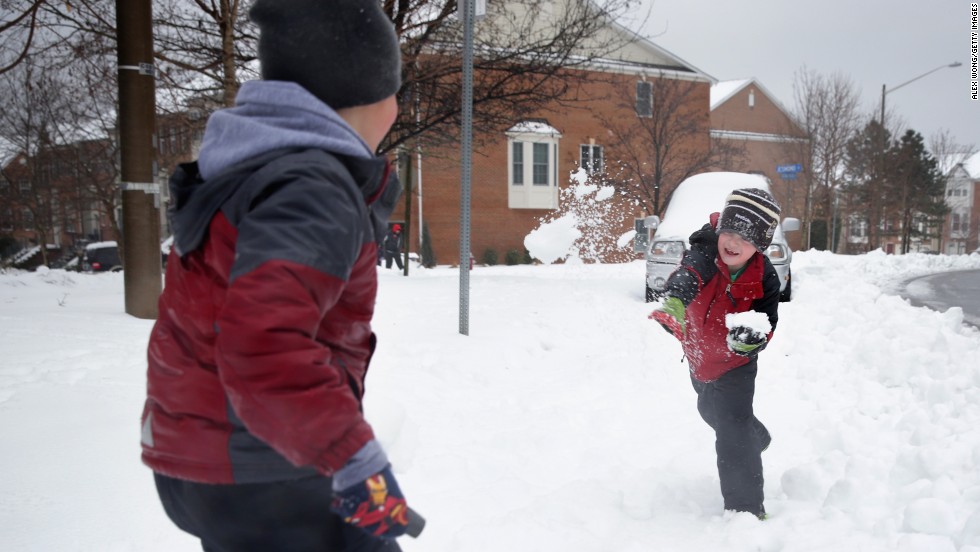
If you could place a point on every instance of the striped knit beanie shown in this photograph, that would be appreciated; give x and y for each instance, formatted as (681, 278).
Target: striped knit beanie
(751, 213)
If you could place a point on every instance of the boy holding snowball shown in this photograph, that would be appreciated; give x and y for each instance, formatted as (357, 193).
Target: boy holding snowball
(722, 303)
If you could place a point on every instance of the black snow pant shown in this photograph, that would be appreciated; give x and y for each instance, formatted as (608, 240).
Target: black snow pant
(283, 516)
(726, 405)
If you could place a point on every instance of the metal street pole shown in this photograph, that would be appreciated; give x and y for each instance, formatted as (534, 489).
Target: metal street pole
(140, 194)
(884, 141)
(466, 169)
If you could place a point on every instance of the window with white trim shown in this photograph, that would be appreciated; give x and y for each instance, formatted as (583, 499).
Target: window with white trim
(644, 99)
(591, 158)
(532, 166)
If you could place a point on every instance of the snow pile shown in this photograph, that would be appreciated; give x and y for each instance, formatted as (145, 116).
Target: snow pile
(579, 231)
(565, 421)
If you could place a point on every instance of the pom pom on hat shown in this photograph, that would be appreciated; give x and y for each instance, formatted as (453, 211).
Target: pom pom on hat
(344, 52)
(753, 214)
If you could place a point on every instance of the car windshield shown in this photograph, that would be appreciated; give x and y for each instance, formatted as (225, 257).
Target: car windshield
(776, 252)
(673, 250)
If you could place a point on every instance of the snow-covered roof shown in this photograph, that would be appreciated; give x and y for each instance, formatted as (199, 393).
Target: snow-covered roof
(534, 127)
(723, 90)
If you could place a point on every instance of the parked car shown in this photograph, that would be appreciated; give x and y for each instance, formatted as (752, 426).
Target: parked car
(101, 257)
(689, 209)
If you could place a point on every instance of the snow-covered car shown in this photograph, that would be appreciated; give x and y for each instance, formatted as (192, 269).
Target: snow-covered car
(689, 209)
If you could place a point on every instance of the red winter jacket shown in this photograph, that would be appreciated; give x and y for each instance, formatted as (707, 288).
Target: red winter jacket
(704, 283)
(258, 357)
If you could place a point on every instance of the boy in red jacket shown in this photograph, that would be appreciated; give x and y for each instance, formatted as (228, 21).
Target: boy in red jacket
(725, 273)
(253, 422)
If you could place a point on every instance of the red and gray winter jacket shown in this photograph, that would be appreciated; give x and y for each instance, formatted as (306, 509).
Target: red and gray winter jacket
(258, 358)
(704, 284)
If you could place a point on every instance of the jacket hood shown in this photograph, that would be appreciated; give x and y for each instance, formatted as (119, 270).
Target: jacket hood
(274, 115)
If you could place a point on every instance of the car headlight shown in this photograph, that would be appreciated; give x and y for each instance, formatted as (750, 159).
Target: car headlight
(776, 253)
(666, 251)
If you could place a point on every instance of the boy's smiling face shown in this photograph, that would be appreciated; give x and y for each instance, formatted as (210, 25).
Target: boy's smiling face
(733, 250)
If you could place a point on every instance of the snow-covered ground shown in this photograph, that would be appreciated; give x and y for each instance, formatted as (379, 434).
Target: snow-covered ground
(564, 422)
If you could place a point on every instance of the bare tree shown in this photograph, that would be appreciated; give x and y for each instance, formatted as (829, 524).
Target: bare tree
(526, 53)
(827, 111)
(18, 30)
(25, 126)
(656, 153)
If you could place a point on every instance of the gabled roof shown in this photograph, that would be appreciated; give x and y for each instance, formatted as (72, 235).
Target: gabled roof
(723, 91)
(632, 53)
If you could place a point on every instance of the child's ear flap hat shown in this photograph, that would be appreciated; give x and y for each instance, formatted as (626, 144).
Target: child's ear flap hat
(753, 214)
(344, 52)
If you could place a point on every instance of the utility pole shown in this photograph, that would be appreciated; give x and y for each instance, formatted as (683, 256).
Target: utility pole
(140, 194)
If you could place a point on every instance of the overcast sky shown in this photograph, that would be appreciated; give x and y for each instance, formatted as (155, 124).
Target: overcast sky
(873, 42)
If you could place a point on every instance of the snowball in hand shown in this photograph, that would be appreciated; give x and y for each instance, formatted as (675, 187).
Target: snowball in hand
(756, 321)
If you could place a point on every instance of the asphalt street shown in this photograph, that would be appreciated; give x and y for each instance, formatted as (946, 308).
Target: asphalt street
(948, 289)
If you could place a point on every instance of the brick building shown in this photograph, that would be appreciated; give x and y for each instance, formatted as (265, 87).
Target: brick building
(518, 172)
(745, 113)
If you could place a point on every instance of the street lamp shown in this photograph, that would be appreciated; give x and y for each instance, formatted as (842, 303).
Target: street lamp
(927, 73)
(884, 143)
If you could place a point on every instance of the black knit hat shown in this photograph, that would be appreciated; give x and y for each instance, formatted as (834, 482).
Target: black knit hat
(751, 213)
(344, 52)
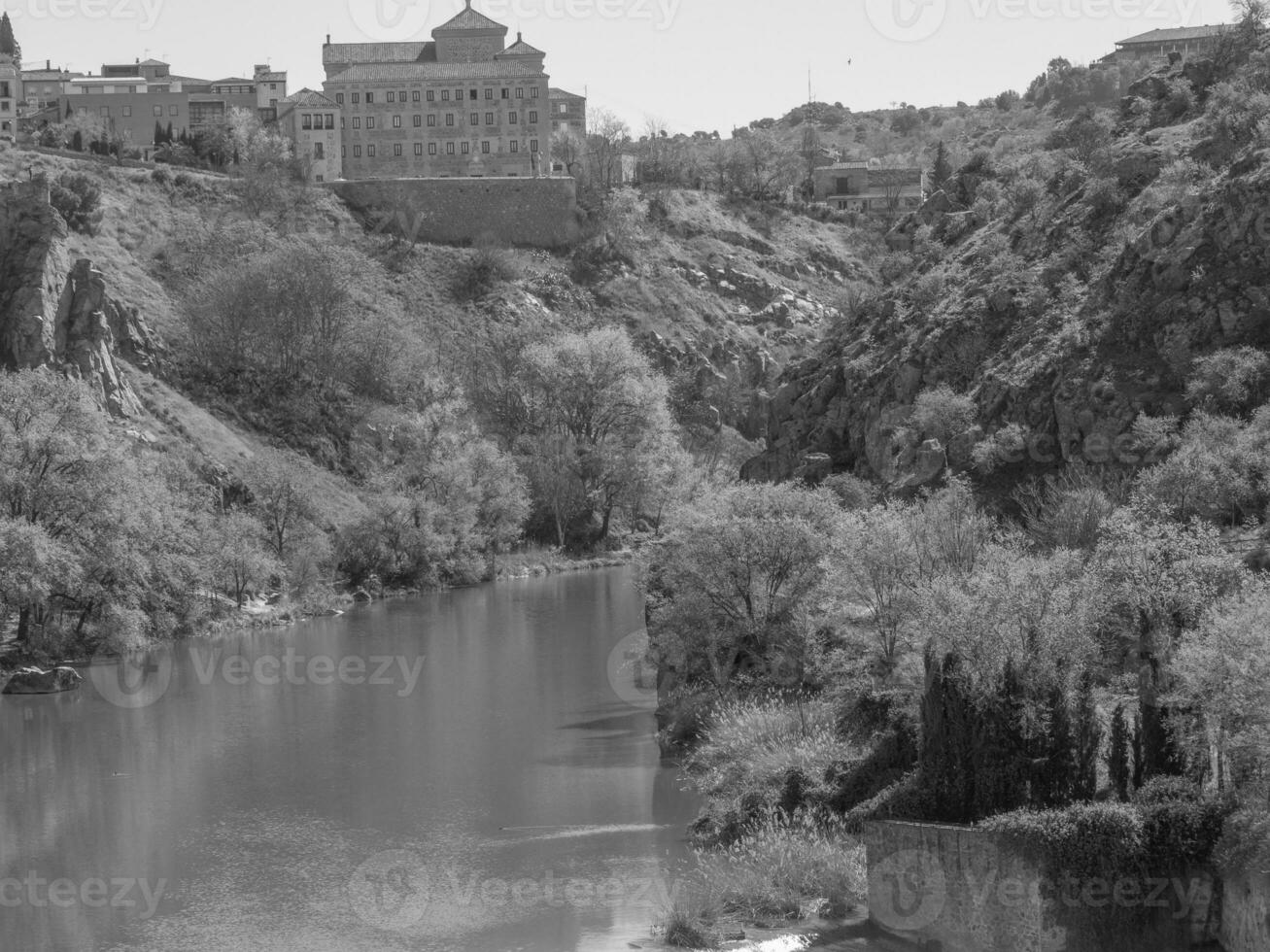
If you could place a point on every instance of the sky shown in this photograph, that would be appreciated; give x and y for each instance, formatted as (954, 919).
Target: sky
* * *
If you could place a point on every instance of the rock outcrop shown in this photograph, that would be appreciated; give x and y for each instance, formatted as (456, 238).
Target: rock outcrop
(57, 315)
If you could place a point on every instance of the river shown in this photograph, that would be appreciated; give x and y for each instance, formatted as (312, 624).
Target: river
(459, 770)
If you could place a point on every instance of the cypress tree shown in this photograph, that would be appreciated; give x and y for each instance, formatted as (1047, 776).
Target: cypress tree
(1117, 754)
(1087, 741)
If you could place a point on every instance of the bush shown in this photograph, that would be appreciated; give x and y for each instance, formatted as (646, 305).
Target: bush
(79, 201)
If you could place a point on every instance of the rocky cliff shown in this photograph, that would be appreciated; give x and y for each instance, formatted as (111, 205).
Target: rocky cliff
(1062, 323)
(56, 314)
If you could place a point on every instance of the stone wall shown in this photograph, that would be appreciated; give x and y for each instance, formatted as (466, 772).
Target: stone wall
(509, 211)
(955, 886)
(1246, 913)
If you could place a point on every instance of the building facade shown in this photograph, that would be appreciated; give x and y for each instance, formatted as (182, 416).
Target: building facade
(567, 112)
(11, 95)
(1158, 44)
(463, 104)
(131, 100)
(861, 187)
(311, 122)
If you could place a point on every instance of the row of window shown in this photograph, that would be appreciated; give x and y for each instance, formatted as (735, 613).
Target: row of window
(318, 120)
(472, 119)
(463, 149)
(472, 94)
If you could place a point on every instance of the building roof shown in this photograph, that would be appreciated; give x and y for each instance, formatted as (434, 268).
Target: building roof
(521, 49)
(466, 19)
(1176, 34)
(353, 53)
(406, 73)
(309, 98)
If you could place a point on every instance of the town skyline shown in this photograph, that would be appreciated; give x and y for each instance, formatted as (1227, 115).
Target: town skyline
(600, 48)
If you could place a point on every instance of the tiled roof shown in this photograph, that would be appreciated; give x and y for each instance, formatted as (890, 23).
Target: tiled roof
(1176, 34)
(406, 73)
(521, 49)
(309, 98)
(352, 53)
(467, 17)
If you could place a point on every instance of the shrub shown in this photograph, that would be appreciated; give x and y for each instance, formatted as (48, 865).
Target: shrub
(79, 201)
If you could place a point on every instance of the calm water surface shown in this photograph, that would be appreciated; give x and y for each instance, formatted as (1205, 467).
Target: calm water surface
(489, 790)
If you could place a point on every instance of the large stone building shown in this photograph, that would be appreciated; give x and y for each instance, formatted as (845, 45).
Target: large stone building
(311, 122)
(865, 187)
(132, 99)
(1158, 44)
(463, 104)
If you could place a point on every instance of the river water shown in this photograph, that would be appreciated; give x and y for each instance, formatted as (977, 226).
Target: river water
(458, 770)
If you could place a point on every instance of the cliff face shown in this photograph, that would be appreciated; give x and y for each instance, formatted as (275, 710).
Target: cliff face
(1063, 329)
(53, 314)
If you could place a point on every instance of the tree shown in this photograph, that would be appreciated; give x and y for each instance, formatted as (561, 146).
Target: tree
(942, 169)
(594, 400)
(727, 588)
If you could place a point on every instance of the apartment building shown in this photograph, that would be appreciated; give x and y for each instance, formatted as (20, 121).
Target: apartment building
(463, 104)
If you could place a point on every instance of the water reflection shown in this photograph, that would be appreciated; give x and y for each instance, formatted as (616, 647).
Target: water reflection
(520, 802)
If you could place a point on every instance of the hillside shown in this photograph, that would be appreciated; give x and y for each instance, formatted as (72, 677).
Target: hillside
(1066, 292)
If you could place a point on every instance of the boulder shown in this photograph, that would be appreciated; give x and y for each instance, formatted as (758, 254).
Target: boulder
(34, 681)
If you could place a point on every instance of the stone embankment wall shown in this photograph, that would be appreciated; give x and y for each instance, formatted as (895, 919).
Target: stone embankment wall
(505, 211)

**Task goal**: Gather every line of the material above that contains the word "skyline" and copy each one out.

**Expected answer**:
If you could place a point on every instance of the town skyline shown in this photograph, that would be appreciated; give x and y for each instance, formatted as (1227, 115).
Target: town skyline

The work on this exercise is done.